__Required action__
Using the entries below, quote exactly the span of lines that begins with the line containing "positive clicks: (174, 217) (177, 219)" and ends with the final line.

__Data under study__
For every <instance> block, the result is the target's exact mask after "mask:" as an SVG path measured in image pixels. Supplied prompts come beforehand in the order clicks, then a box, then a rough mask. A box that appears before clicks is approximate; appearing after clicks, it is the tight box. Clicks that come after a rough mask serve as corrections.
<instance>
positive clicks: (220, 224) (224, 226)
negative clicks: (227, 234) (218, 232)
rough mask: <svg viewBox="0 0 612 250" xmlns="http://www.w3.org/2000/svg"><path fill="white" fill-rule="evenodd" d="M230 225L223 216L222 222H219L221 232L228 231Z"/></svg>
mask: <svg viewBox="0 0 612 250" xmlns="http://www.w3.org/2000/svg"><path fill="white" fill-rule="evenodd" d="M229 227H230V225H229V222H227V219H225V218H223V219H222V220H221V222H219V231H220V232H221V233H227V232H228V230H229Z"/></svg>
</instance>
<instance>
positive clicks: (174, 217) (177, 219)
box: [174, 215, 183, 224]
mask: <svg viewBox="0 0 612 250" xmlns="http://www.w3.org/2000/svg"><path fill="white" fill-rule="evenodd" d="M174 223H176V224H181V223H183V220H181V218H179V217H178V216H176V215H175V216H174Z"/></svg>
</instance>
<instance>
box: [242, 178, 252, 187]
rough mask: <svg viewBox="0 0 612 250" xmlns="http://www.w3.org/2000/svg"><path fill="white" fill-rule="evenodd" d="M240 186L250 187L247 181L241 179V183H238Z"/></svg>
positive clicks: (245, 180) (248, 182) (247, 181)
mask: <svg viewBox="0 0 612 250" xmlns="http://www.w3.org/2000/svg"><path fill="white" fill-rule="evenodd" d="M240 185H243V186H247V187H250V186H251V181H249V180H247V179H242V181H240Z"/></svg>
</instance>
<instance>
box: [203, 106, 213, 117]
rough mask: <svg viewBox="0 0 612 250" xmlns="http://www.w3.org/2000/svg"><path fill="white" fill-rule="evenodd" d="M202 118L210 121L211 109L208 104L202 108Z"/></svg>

__Finished exercise__
positive clicks: (174, 217) (177, 219)
box: [174, 215, 183, 224]
mask: <svg viewBox="0 0 612 250" xmlns="http://www.w3.org/2000/svg"><path fill="white" fill-rule="evenodd" d="M174 223H176V224H181V223H183V220H181V218H179V217H178V216H176V215H175V216H174Z"/></svg>
</instance>
<instance>
box: [242, 178, 252, 187]
rough mask: <svg viewBox="0 0 612 250" xmlns="http://www.w3.org/2000/svg"><path fill="white" fill-rule="evenodd" d="M240 186L250 187L247 181L241 179V183H238Z"/></svg>
positive clicks: (245, 180) (248, 182) (247, 181)
mask: <svg viewBox="0 0 612 250" xmlns="http://www.w3.org/2000/svg"><path fill="white" fill-rule="evenodd" d="M240 185H243V186H247V187H250V186H251V181H249V180H247V179H242V181H240Z"/></svg>
</instance>
<instance>
box: [203, 106, 213, 117]
rough mask: <svg viewBox="0 0 612 250" xmlns="http://www.w3.org/2000/svg"><path fill="white" fill-rule="evenodd" d="M202 118L210 121L211 109L208 104L202 108Z"/></svg>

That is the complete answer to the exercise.